### [Tekstfragment]

Genexpressie Flashcards
De functie van enzymen
Ze zorgen ervoor dat de activeringsenergie van een reactie verlaagd wordt, hierdoor worden de reacties in ons lichaam versneld
Formule enzymkinetiek
Michaelis-Menten model: v = (Km + [S]) / (Vmax × [S])
Wat wordt er bepaald met de enzymkinetiek
De snelheid van een chemische reactie.
● [S] = de substraatconcentratie
● Km (Michaelis-Menten-constante) = de helft van de Vmax. Geeft aan hoe actief een
enzym is.
Wat zijn de manieren van remming van enzymen
Competitieve remming: naast het substraat kan ook het reactant binden aan het actieve centrum.
Niet-competitieve/allosterische remming: door binding aan een andere plek verandert de vorm van het actieve centrum en kan het substraat niet binden.
Hoe verloopt de DNA-verpakking
Van een lage naar hoge pakkingsdichtheid: dsDNA nucleosoom –> 30 nm clromatinedraad –> lus domein –> chromatide –> chromosoom
hoe worden de twee complementaire strengen van het DNA bij elkaar gehouden
door hybridisatie: de vorming van waterstofbruggen
Hoe ontstaan een nucleosoom
De dsDNA-keten wikkelt zich om de histonenkern
Welke verschillende histonen zijn er en welke histonen gaan een binding met elkaar aan
H1, H2A, H2B, H3 en H4.
H2A en H2B
H3 en H4
Waar bevind H1 zich
Niet in de histonen kern, maar bevindt zich tussen de nucleosomen om meer structuur te geven aan de chromatide
Hybridisatie
Het principe van baseparing tussen twee complementaire DNA-strengen wordt gebruikt in veel techniek in onderzoek en diagnostiek. Hybridisatie tussen probe (gedefineerd stukje DNA) en doel-DNA is afhankelijk van de vorming van waterstofbruggen.
Wat is de volgorde van het inpakken van DNA
Dubbelstrengs DNA, nucleosoom, histonen, 30 nm chromatinedraad (dsDNA), helix, chromatide, chromosoom
Welke soorten histonen ken je
H1
H2A - H2B
H3 - H4
H2A + H2B en H3 en H4 en ‘naakt’ DNA = nucleosoom
Waar bestaat een histoonkern uit
8 eiwitten, 2 kopieen van H2A, H2B, H3 en H4. H1 is geen onderdeel van de histonenkern. Dit eiwit bindt tussen de nucleosomen
Er bevinden zich lichte en donkere gebieden in de nucleus
Dit komt door verschillen in pakkingsdichtheid van de chromatine. Heterochromatine: donker, met name tegen de binnenkant van de kern-envelop een is transcriptioneel inactief. Euchromatine: licht, transcriptioneel actief.

### [Wat moet gebeuren]
Schrijf het stuk uit de flashcards over genexpressie opnieuw uit, van "Genexpressie Flashcards" tot en met "substraat niet binden.". Wissel daarbij "actieve centrum" in voor "katalytische centrum".

(Opgeslagen invoer)
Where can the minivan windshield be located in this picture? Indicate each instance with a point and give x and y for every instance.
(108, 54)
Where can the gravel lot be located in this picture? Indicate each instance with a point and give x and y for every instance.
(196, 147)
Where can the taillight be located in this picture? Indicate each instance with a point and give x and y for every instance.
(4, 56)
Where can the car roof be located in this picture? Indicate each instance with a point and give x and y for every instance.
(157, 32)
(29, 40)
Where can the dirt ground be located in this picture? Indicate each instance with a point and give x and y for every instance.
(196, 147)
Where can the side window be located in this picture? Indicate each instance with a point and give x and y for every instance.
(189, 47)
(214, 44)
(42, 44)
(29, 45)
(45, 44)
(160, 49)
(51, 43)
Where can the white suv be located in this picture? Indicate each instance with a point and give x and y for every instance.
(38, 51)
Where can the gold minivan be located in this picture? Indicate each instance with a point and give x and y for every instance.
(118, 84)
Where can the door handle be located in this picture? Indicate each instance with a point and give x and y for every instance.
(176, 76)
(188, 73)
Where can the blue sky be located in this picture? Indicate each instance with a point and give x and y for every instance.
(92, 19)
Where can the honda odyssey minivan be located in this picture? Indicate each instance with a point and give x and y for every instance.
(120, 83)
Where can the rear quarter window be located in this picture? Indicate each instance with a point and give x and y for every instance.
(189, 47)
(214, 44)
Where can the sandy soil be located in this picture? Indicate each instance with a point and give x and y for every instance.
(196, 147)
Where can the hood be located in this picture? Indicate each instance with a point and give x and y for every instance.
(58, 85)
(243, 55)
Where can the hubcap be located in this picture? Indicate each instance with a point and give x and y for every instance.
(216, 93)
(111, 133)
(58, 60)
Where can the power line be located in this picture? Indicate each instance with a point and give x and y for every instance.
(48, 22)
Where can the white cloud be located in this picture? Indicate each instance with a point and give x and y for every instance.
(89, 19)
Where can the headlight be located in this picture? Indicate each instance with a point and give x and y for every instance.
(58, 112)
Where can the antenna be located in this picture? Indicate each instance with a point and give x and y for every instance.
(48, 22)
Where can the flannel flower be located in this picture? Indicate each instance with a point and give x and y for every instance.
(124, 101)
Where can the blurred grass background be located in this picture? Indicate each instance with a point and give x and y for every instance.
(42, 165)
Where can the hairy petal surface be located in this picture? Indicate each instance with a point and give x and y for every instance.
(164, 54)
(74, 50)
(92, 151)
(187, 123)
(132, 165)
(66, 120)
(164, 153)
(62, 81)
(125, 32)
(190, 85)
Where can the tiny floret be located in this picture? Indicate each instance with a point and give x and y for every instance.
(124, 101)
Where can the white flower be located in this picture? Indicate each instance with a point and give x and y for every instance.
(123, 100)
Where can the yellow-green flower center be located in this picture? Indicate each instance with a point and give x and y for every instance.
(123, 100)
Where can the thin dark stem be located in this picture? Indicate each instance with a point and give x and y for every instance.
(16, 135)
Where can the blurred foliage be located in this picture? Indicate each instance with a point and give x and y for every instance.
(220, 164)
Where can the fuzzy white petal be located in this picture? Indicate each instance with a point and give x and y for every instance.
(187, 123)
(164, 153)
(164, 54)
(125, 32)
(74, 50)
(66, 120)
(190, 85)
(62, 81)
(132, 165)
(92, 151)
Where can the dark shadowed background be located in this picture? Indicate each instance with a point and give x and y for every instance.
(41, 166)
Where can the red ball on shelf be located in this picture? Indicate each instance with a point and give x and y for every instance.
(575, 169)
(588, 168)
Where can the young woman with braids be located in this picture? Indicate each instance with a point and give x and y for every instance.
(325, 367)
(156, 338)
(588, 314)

### [Uitvoer hieronder]
Genexpressie Flashcards
De functie van enzymen
Ze zorgen ervoor dat de activeringsenergie van een reactie verlaagd wordt, hierdoor worden de reacties in ons lichaam versneld
Formule enzymkinetiek
Michaelis-Menten model: v = (Km + [S]) / (Vmax × [S])
Wat wordt er bepaald met de enzymkinetiek
De snelheid van een chemische reactie.
● [S] = de substraatconcentratie
● Km (Michaelis-Menten-constante) = de helft van de Vmax. Geeft aan hoe actief een
enzym is.
Wat zijn de manieren van remming van enzymen
Competitieve remming: naast het substraat kan ook het reactant binden aan het katalytische centrum.
Niet-competitieve/allosterische remming: door binding aan een andere plek verandert de vorm van het katalytische centrum en kan het substraat niet binden.